§ **DATA SUPPLIED**
........

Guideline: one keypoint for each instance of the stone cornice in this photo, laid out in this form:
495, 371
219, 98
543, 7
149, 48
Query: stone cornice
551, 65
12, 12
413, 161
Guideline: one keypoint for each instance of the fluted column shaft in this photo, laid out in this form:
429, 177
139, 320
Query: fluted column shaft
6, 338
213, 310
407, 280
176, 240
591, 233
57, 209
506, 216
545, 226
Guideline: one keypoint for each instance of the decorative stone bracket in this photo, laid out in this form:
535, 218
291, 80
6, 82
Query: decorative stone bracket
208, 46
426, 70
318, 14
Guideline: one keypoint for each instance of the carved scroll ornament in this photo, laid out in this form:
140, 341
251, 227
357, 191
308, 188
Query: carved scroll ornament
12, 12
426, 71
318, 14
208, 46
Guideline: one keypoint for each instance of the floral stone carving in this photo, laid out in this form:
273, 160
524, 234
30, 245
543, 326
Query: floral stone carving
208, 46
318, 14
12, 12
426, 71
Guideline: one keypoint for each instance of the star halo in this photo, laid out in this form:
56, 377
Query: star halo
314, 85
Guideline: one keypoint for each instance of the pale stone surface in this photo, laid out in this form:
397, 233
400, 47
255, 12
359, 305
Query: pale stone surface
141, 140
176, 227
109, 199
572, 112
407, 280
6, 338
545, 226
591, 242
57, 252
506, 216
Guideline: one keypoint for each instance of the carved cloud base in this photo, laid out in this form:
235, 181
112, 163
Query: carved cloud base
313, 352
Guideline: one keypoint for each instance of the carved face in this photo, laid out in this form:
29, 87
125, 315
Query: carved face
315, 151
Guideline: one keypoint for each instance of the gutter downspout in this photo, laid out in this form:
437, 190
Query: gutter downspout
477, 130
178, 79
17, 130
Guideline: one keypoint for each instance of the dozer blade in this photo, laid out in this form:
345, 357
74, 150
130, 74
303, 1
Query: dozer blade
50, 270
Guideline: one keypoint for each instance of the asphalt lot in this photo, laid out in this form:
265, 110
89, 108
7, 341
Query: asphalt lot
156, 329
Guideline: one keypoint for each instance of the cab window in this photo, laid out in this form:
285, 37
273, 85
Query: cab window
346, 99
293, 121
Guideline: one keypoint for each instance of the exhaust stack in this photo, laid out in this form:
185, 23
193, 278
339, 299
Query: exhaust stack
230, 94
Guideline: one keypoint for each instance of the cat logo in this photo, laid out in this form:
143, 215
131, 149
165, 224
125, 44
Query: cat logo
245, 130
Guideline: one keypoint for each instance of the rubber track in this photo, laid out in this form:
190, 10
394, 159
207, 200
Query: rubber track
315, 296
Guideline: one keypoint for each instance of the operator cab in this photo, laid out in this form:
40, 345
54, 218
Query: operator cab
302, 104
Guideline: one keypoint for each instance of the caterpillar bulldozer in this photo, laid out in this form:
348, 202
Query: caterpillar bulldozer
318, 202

........

§ **WHAT NEEDS TO BE DONE**
Exactly as they appear, restate all of the entries.

§ **RESULT OF THIS TASK**
Guideline: one keypoint for each instance of the stone cornice in this photo, laid out in this form:
495, 371
219, 98
543, 7
149, 48
Query: stone cornice
551, 65
12, 12
413, 161
Guideline: one keypoint for each instance of the fluted column shaft in this photo, laid out in this form:
429, 177
139, 320
Query: fluted column shaft
6, 338
213, 310
407, 280
176, 240
591, 233
57, 209
506, 216
545, 226
Guideline: one keypoint for each instance of the decorative stone bracket in this photo, laid out in this form:
535, 218
291, 80
6, 82
Query: decorative stone bracket
208, 46
426, 70
318, 14
Guideline: one keypoint for each instance of the carved scroll ornament in this photo, laid out in this form:
140, 341
251, 227
357, 191
308, 188
Query: carved scroll ornament
12, 12
426, 71
318, 14
208, 46
Guideline: one keypoint for each instance of the floral stone carving in this photo, laid out in this form:
273, 160
524, 234
30, 245
543, 326
Query: floral stone carving
208, 46
318, 14
12, 12
426, 71
Guideline: one keypoint for each instance of the star halo in this photo, laid out in this form:
56, 377
Query: star halo
314, 85
Guideline: one keypoint for each instance of the pale stone surface in this photo, laid out in this form:
397, 233
400, 47
255, 12
359, 305
Query: pale stone surface
141, 140
176, 227
109, 199
572, 112
407, 280
6, 338
545, 226
591, 242
57, 252
506, 216
Guideline: one keypoint for each instance of the carved cloud base in this photo, laid out in this form:
235, 181
112, 163
Query: carved cloud base
313, 352
Guideline: one keypoint for each instance of the carved face in this photo, laid out in this form:
29, 87
125, 315
Query: carved face
315, 151
Guideline: one keypoint for each instance of the gutter downspout in this photo, laid out in this form:
437, 190
Query: gutter downspout
477, 130
178, 79
17, 130
Guideline: one keypoint for each instance of the dozer blade in this photo, laid out in this form:
345, 357
74, 150
130, 74
303, 1
Query: dozer blade
50, 270
Guideline: one keypoint for each instance of the asphalt lot in this photo, laid out in this form:
265, 110
89, 108
7, 341
Query: asphalt lot
156, 329
Guideline: one keypoint for each instance of the cab window in this photo, laid out in this form:
285, 37
273, 85
Query: cab window
346, 99
293, 121
Guideline: one keypoint for each instance of the exhaust stack in this photo, laid out in this form:
185, 23
193, 278
339, 299
Query: exhaust stack
230, 94
Guideline: one keypoint for each instance of the cat logo in this photo, laid out in this form:
143, 215
131, 149
165, 224
125, 44
Query: cat logo
245, 130
Guideline: one keypoint for each instance of the rubber track in this photo, laid out in this form:
190, 10
394, 159
207, 200
Query: rubber track
315, 296
Guideline: one keypoint for each instance of the operator cab in this photo, laid out in this form:
40, 345
54, 218
Query: operator cab
302, 104
Guideline: one keypoint for each instance of the caterpillar bulldozer in this photo, laid out in this form:
348, 202
Query: caterpillar bulldozer
318, 202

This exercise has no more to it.